## Instructions for the task
Restate the data exactly as given and keep the pictures out.

## Given records

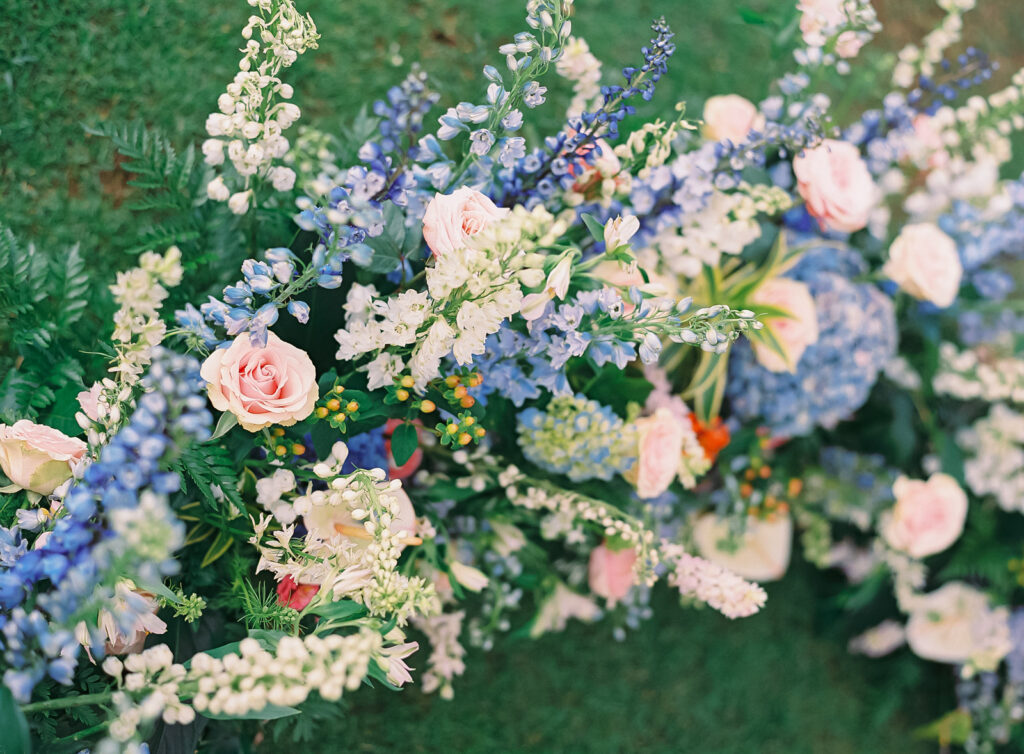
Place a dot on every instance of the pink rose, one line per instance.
(295, 595)
(836, 184)
(659, 451)
(730, 117)
(610, 572)
(261, 386)
(928, 516)
(38, 458)
(924, 261)
(795, 333)
(452, 218)
(820, 19)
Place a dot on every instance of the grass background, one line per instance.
(690, 681)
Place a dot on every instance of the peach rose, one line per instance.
(659, 452)
(836, 184)
(610, 572)
(730, 117)
(452, 218)
(275, 384)
(793, 333)
(763, 552)
(928, 516)
(954, 624)
(924, 261)
(36, 457)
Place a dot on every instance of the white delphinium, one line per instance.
(152, 685)
(913, 60)
(964, 375)
(719, 588)
(254, 112)
(995, 467)
(445, 661)
(470, 291)
(726, 224)
(580, 66)
(356, 531)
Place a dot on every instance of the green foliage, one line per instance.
(43, 301)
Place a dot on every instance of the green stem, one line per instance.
(55, 704)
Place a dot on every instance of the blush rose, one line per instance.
(452, 218)
(837, 185)
(36, 457)
(275, 384)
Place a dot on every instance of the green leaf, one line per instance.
(403, 443)
(953, 727)
(13, 728)
(343, 610)
(220, 545)
(270, 712)
(225, 423)
(595, 227)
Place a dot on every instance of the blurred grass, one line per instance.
(687, 682)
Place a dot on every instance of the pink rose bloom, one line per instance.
(730, 117)
(924, 261)
(610, 572)
(836, 184)
(928, 516)
(295, 595)
(452, 218)
(38, 458)
(793, 333)
(261, 386)
(820, 19)
(659, 450)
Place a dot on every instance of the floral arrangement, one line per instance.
(467, 384)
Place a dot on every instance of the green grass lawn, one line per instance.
(690, 681)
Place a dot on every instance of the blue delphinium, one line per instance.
(856, 337)
(576, 436)
(115, 525)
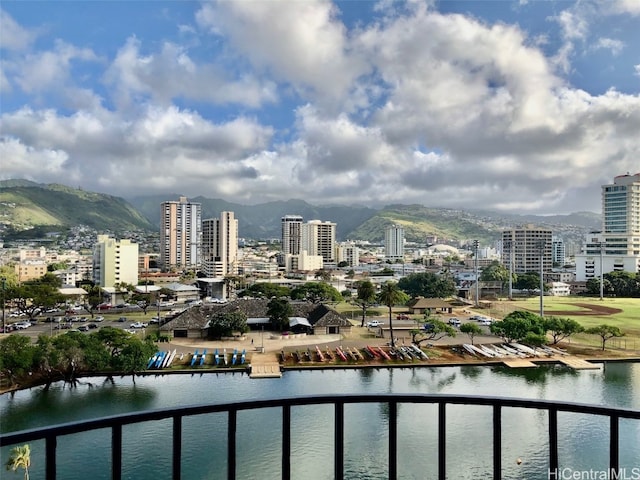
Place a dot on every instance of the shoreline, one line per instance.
(366, 364)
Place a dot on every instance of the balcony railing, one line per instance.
(115, 423)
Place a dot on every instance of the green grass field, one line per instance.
(628, 320)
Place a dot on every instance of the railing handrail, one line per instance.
(11, 438)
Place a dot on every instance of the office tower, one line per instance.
(558, 252)
(526, 246)
(291, 234)
(220, 245)
(617, 246)
(319, 238)
(180, 234)
(115, 262)
(394, 242)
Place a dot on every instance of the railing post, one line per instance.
(177, 447)
(442, 439)
(50, 452)
(231, 444)
(497, 442)
(116, 452)
(393, 440)
(338, 456)
(286, 442)
(553, 443)
(614, 444)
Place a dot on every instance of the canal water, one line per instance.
(147, 448)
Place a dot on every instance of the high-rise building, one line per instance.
(220, 245)
(394, 242)
(319, 238)
(115, 262)
(617, 246)
(526, 247)
(180, 234)
(291, 234)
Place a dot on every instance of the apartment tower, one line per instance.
(115, 262)
(220, 245)
(526, 247)
(617, 246)
(180, 234)
(394, 242)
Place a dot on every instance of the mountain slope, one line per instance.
(24, 207)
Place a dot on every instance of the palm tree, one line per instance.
(391, 295)
(20, 457)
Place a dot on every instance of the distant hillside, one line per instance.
(24, 205)
(263, 220)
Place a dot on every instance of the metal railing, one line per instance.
(115, 423)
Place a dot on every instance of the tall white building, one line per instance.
(617, 246)
(180, 234)
(319, 238)
(220, 245)
(526, 247)
(291, 234)
(115, 261)
(394, 242)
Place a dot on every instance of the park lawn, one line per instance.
(628, 320)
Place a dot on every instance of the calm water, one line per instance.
(147, 448)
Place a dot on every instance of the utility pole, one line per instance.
(475, 258)
(4, 286)
(542, 245)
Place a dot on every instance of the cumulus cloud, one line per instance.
(170, 73)
(413, 106)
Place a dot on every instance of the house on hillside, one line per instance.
(306, 318)
(421, 305)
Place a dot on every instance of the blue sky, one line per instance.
(525, 106)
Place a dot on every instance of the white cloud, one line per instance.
(171, 73)
(14, 36)
(301, 43)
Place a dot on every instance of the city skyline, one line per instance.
(513, 106)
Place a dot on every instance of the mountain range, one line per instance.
(29, 206)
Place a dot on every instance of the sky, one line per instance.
(521, 107)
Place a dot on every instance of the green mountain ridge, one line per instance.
(25, 205)
(28, 205)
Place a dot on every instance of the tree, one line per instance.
(20, 457)
(323, 275)
(279, 311)
(365, 297)
(16, 356)
(265, 290)
(428, 285)
(606, 332)
(432, 330)
(471, 329)
(225, 324)
(561, 328)
(316, 292)
(391, 295)
(515, 326)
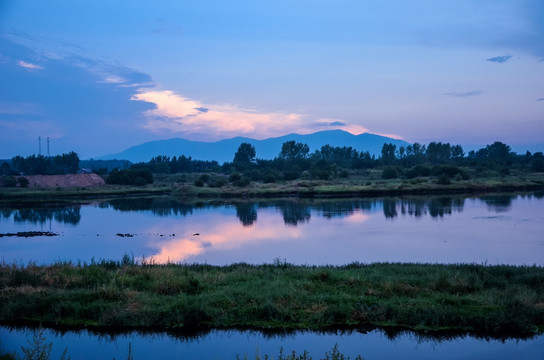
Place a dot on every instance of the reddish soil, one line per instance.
(71, 180)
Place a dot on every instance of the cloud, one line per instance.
(179, 114)
(465, 94)
(28, 65)
(500, 59)
(330, 122)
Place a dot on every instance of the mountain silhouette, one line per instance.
(224, 150)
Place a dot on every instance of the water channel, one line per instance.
(501, 229)
(490, 229)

## Answer to this exercise
Place a dot on every instance of the pink rose, one line per instance.
(295, 595)
(836, 184)
(659, 451)
(730, 117)
(610, 572)
(261, 386)
(928, 516)
(38, 458)
(924, 261)
(795, 333)
(452, 218)
(820, 19)
Place a dot on every instance of the grass background, one line per instance.
(690, 681)
Place a dot on every instance of the peach rose, one line per instance.
(659, 452)
(836, 184)
(610, 572)
(730, 117)
(452, 218)
(275, 384)
(793, 333)
(763, 552)
(928, 516)
(954, 624)
(924, 261)
(36, 457)
Place a dot on every instance of the white delphinium, one line per instance.
(152, 685)
(913, 60)
(964, 375)
(719, 588)
(254, 112)
(995, 467)
(445, 661)
(470, 291)
(726, 224)
(580, 66)
(356, 531)
Place a dot on every instance of the green foliage, one line per instance.
(43, 301)
Place a dot on every instance of the green stem, one line per instance.
(55, 704)
Place a dot on every instance of the blush rose, one line per instance.
(452, 218)
(837, 185)
(36, 457)
(275, 384)
Place a dot on every instance of the green leaf, one line per instance.
(403, 443)
(953, 727)
(13, 728)
(343, 610)
(220, 545)
(270, 712)
(225, 423)
(595, 227)
Place a dot on every instance of the blurred grass, one line per instance.
(687, 682)
Place a dot on every instance of the pink rose bloom, one line per instance.
(730, 117)
(924, 261)
(610, 572)
(836, 184)
(928, 516)
(295, 595)
(452, 218)
(38, 458)
(793, 333)
(261, 386)
(820, 19)
(659, 450)
Place a dot on every instance of the floral arrangement, one line per instance.
(467, 384)
Place a dot on every instance of the green grass lawn, one line per instance.
(690, 681)
Place a dot on every instance of the blue delphinium, one line per instance.
(856, 337)
(576, 436)
(115, 525)
Place a dot on every instance of the shoreline, one line per instance.
(366, 364)
Place a dot on every instance of the balcony railing, one line per instance.
(115, 423)
Place a dot on every instance of the green grass field, one line per instance.
(628, 320)
Place a dot on every instance of the railing handrail, one line per instance.
(11, 438)
Place a dot on every instance of the office tower, one line per instance.
(558, 252)
(526, 246)
(291, 234)
(220, 245)
(617, 246)
(319, 238)
(180, 234)
(115, 262)
(394, 242)
Place a dot on every instance of the railing post, one line per instance.
(177, 447)
(442, 439)
(50, 452)
(231, 444)
(497, 442)
(116, 452)
(393, 440)
(338, 456)
(286, 442)
(553, 443)
(614, 444)
Place a dot on every instance of the canal water, one line per instance.
(147, 448)
Place a dot on every instance of the high-rise building, one line per instance.
(220, 245)
(394, 242)
(319, 238)
(115, 262)
(617, 246)
(526, 247)
(180, 234)
(291, 234)
Place a dot on every instance of the apartment tower, one line per instance.
(115, 262)
(220, 245)
(526, 247)
(617, 246)
(180, 234)
(394, 242)
Place a dot on every instance of the mountain slope, one line per instance.
(24, 207)
Place a dot on every instance of the palm tree, one line per instance.
(391, 295)
(20, 457)
Place a dot on every instance of the distant hillside, one line per instance.
(24, 205)
(263, 220)
Place a dot on every instance of the metal railing, one line per instance.
(115, 423)
Place a dot on every instance of the tall white building, one line per instance.
(617, 246)
(180, 234)
(319, 238)
(220, 245)
(526, 247)
(291, 234)
(115, 261)
(394, 242)
Place a dot on every instance of the park lawn, one line per instance.
(628, 320)
Place a dot on every instance of the calm water, one line per instance.
(147, 448)
Place a dot on every instance of the utility pole, one line per instance.
(475, 258)
(4, 286)
(542, 245)
Place a dot on every instance of the cumulus cloud, one line per instance.
(170, 73)
(413, 106)
Place a dot on every instance of the house on hillside, one line per instance.
(306, 318)
(421, 305)
Place a dot on every instance of the blue sky, one line per instance.
(525, 106)
Place a dot on every instance of the white cloud, one line per instance.
(171, 73)
(14, 36)
(301, 43)
Place a dot on every instance of the city skyline, one line per instance.
(513, 106)
Place a dot on every instance of the mountain range, one line per instance.
(29, 206)
Place a dot on every instance of the sky, one line per instance.
(521, 107)
Place a dot on every instance of the green mountain ridge, one line per instance.
(25, 205)
(28, 205)
Place a dot on every instance of the tree, one line per instance.
(20, 457)
(323, 275)
(279, 311)
(365, 297)
(16, 356)
(265, 290)
(428, 285)
(606, 332)
(432, 330)
(471, 329)
(225, 324)
(561, 328)
(316, 292)
(391, 295)
(515, 326)
Place a dot on every instance of the reddish soil, one line per instance.
(71, 180)
Place a dot on every instance of the cloud, one line per instance.
(179, 114)
(465, 94)
(28, 65)
(500, 59)
(330, 122)
Place a dot on every instance of the mountain silhouette, one line per instance.
(224, 150)
Place a dot on every instance of the water channel, one line per instance.
(501, 229)
(490, 229)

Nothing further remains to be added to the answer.